Using the records that appear below, write out exactly the lines from the one with "positive clicks: (123, 216)" through the one with "76L182 134L103 159L112", keeping both end lines.

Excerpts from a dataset
.....

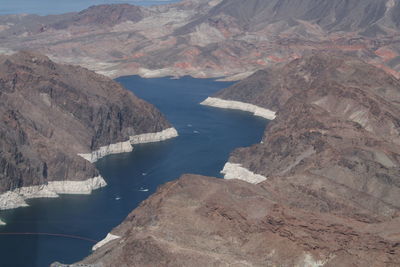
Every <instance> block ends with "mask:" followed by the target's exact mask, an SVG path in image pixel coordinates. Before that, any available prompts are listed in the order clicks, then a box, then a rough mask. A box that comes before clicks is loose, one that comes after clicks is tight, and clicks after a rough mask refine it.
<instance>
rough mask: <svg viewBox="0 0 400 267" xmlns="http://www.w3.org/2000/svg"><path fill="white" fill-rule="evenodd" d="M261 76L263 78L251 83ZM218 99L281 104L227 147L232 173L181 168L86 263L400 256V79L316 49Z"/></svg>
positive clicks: (224, 171)
mask: <svg viewBox="0 0 400 267" xmlns="http://www.w3.org/2000/svg"><path fill="white" fill-rule="evenodd" d="M261 74H263V75H261ZM272 74H273V75H272ZM255 77H259V78H262V80H260V81H259V83H260V85H262V86H258V87H253V86H246V84H247V82H249V83H250V84H251V85H254V84H257V82H256V80H255ZM239 87H241V88H242V90H239ZM230 92H231V93H232V95H230V94H229V93H230ZM239 93H240V95H238V94H239ZM252 94H256V95H257V96H258V97H254V99H256V100H254V101H251V100H248V99H249V98H248V97H249V95H252ZM264 94H265V95H267V96H269V97H272V98H273V99H274V100H273V101H271V99H270V98H268V97H264V99H266V101H265V103H263V102H262V101H260V99H263V98H262V97H263V96H264ZM218 95H220V96H224V99H234V100H235V101H250V102H249V103H251V104H258V105H261V106H262V107H264V108H269V109H274V110H276V111H277V117H276V118H275V119H274V120H273V121H272V122H271V123H269V125H268V127H267V129H266V131H265V135H264V137H263V141H262V143H260V144H255V145H253V146H252V147H249V148H240V149H237V150H235V151H234V152H233V153H232V155H231V157H230V160H229V161H230V162H229V163H228V164H227V166H226V168H225V169H224V172H227V173H230V174H229V177H227V178H229V179H223V180H222V179H215V178H210V177H201V176H196V175H184V176H183V177H181V178H180V179H179V180H177V181H173V182H170V183H168V184H166V185H164V186H162V187H161V188H159V190H158V191H157V193H155V194H154V195H152V196H151V197H150V198H149V199H148V200H146V201H144V202H143V203H142V204H141V205H140V206H139V207H138V208H137V209H135V210H134V211H133V212H132V213H131V214H130V215H129V216H128V217H127V218H126V219H125V221H124V222H123V223H122V224H121V225H119V226H118V227H116V228H115V229H113V230H112V231H111V233H110V235H112V236H117V237H118V238H115V239H113V240H111V239H110V238H109V239H108V240H109V242H103V243H102V246H101V247H98V248H97V249H96V251H95V252H94V253H93V254H92V255H90V256H89V257H87V258H86V259H84V260H83V261H82V263H84V264H100V265H104V266H154V265H162V266H176V265H179V266H180V265H182V266H186V265H199V266H200V265H215V266H231V265H240V266H274V265H282V266H366V265H368V266H398V265H399V264H400V246H399V244H400V230H399V229H400V228H399V226H400V143H399V136H400V134H399V131H400V121H399V119H398V118H400V109H399V108H400V101H399V99H400V81H399V80H397V79H396V78H394V77H392V76H390V75H388V74H387V73H385V72H384V71H382V70H380V69H378V68H376V67H373V66H371V65H368V64H366V63H364V62H362V61H360V60H358V59H355V58H347V57H344V56H341V55H335V54H322V55H320V54H312V55H307V56H305V57H304V58H301V59H297V60H295V61H292V62H291V63H289V64H287V65H284V66H280V67H278V68H277V69H267V70H265V71H263V72H259V73H257V74H256V76H253V77H250V78H249V79H247V80H244V81H242V82H241V83H239V84H237V85H234V86H233V87H231V88H228V89H226V90H224V91H223V92H221V93H220V94H218ZM252 97H253V96H252ZM256 101H259V102H256ZM232 178H237V179H232ZM241 180H244V181H241ZM56 266H57V265H56ZM94 266H95V265H94Z"/></svg>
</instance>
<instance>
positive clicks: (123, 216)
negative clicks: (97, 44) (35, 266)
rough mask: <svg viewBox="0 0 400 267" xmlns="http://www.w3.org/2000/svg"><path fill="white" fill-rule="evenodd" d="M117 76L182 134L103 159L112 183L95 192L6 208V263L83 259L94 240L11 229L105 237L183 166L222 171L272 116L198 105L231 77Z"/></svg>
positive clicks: (49, 199) (259, 131) (102, 237)
mask: <svg viewBox="0 0 400 267" xmlns="http://www.w3.org/2000/svg"><path fill="white" fill-rule="evenodd" d="M117 81H119V82H120V83H122V84H123V85H124V86H125V87H126V88H128V89H129V90H132V91H133V92H134V93H135V94H136V95H138V96H139V97H141V98H143V99H145V100H147V101H149V102H150V103H153V104H154V105H156V106H157V107H158V108H159V109H160V110H161V112H163V113H164V114H165V115H166V117H167V118H168V120H169V121H170V122H171V123H172V124H173V125H174V126H175V128H176V129H177V130H178V132H179V137H178V138H175V139H172V140H168V141H164V142H160V143H153V144H143V145H137V146H135V148H134V151H133V152H132V153H125V154H119V155H111V156H108V157H105V158H103V159H101V160H100V161H99V162H98V163H97V167H98V168H99V170H100V172H101V174H102V175H103V177H104V178H105V179H106V181H107V183H108V186H107V187H105V188H103V189H99V190H97V191H95V192H94V193H93V194H92V195H89V196H62V197H61V198H58V199H38V200H32V201H30V204H31V206H30V207H28V208H19V209H15V210H10V211H3V212H0V217H2V218H4V219H5V221H6V222H7V223H8V225H6V226H3V227H0V266H2V267H3V266H30V267H31V266H32V267H33V266H40V267H42V266H48V265H49V264H50V263H51V262H54V261H60V262H63V263H72V262H76V261H78V260H80V259H82V258H84V257H85V256H87V255H88V254H89V253H90V250H91V247H92V246H93V243H92V242H90V241H88V240H82V239H73V238H70V237H62V236H46V235H10V236H8V235H4V233H55V234H66V235H74V236H80V237H84V238H88V239H93V240H100V239H102V238H104V236H105V235H106V234H107V233H108V232H109V231H110V230H111V229H112V228H113V227H115V226H116V225H118V224H119V223H121V221H122V220H123V219H124V218H125V217H126V216H127V215H128V213H129V212H130V211H131V210H132V209H134V208H135V207H137V206H138V204H139V203H140V202H141V201H143V200H144V199H146V198H147V197H148V196H149V195H150V194H151V193H153V192H154V191H155V190H156V188H157V187H158V186H159V185H161V184H164V183H165V182H168V181H171V180H173V179H176V178H178V177H179V176H180V175H182V174H183V173H196V174H203V175H210V176H216V177H220V173H219V172H220V170H221V169H222V167H223V165H224V163H225V162H226V161H227V159H228V157H229V153H230V152H231V151H232V150H233V149H234V148H236V147H240V146H249V145H251V144H254V143H258V142H259V141H260V140H261V136H262V133H263V131H264V128H265V125H266V123H267V121H266V120H263V119H261V118H258V117H254V116H252V115H251V114H250V113H246V112H240V111H229V110H222V109H216V108H210V107H204V106H201V105H199V103H200V102H201V101H202V100H204V99H205V98H207V96H209V95H211V94H213V93H214V92H216V91H218V90H220V89H222V88H224V87H227V86H229V85H230V84H231V83H226V82H225V83H223V82H215V81H213V80H211V79H194V78H191V77H183V78H181V79H169V78H157V79H143V78H140V77H138V76H130V77H122V78H119V79H117ZM142 189H148V191H147V192H144V191H141V190H142ZM2 233H3V234H2Z"/></svg>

.....

RESPONSE TO THIS EXERCISE:
positive clicks: (123, 216)
negative clicks: (97, 44) (35, 266)
rough mask: <svg viewBox="0 0 400 267" xmlns="http://www.w3.org/2000/svg"><path fill="white" fill-rule="evenodd" d="M117 76L182 134L103 159L112 183L95 192L6 208V263L83 259L94 240L11 229L105 237L183 166L222 171L272 116L198 105L231 77Z"/></svg>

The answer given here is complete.